**STATED PROBLEM:** Please reproduce the material word for word, starting at the line that contains "Each instance receives exactly one keypoint. Mark the white" and ending at the line that contains "(1178, 652)". Include both of those lines and no others.

**RECORDS FOR PROCESSING:**
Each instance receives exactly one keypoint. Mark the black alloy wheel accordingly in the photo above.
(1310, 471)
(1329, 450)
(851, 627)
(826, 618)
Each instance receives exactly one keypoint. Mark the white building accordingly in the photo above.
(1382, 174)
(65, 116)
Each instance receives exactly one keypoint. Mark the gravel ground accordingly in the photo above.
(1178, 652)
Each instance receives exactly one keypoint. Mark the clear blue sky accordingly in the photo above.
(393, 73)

* * *

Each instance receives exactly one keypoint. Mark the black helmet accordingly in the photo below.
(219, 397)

**RESPONSE:**
Each instance receives exactly one keypoint. Mark the white building accordingly in the photo above.
(1382, 174)
(65, 116)
Each instance receives exactly one keypoint. Mark the gravel ground accordingly in the photo above.
(1178, 652)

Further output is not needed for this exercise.